→ EXERCISE REQUIREMENTS: Print all entries below exactly, without images.

[Saved data entries]
----

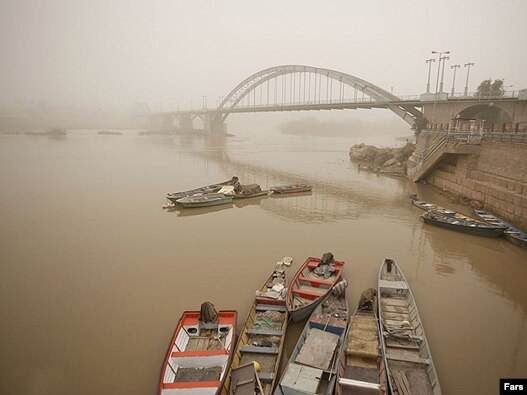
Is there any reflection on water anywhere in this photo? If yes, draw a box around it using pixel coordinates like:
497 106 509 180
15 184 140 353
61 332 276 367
1 130 526 395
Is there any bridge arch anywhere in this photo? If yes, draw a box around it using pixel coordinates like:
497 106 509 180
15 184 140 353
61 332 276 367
455 102 512 123
213 65 421 126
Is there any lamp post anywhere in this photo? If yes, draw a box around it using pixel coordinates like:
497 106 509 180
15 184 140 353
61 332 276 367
464 62 475 96
425 58 435 93
432 50 450 95
439 55 450 93
450 64 461 96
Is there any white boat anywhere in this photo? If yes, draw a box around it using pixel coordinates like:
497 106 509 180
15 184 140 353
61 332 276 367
378 259 442 395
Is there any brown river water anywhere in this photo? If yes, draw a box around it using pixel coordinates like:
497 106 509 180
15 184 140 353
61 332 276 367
0 125 526 395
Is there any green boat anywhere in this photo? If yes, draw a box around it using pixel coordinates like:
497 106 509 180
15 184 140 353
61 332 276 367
176 193 233 208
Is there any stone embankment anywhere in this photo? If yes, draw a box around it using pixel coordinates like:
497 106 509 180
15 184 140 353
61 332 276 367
349 142 415 176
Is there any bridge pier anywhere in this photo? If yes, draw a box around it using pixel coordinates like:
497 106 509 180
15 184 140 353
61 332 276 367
204 112 226 134
178 114 194 133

----

→ SOLVED EXERCISE:
Is there any reflection on water anywhere in this photo? If yes, draw a box around it using pixel coordinates like:
497 106 509 180
15 184 140 353
61 332 276 367
1 130 526 395
Is there any bridge arch anywhere in this photo? If yes, draw a box around it using pixel coordinates like:
497 106 509 180
15 184 140 353
61 332 276 367
455 102 512 123
213 65 421 126
Is there any lamp post anywhere in this photo? If yes, draw a box around it using pixel coordinates like:
497 106 509 180
15 184 140 353
61 332 276 367
464 62 475 96
425 58 435 93
432 50 450 95
439 55 450 93
450 64 461 96
Is there any white boat anywhere in this photo? If yes, draw a box around it using pixel coordinates like:
497 106 509 180
15 184 140 353
61 332 276 367
378 259 442 395
Is there any brown river water anywhere in this photo? If yes, draw a box around it using pixel coordinates like:
497 106 509 180
15 184 140 353
61 332 276 367
0 125 526 395
Is there any green boat anywhere in this photo? If yes, draw a box around it using pixel coordinates like:
497 106 509 180
15 184 140 353
61 332 276 367
176 193 233 208
Is there any stone embankment anywhere in this photo? If yes, draw a box around it using pixel coordinates like:
497 106 509 180
15 184 140 353
61 332 276 367
349 142 415 176
Is there any bridge pier anywhere in this photo? If yes, draw a box around it using pixel coordinates like:
497 106 509 180
15 184 140 353
61 332 276 367
204 112 226 134
178 114 194 133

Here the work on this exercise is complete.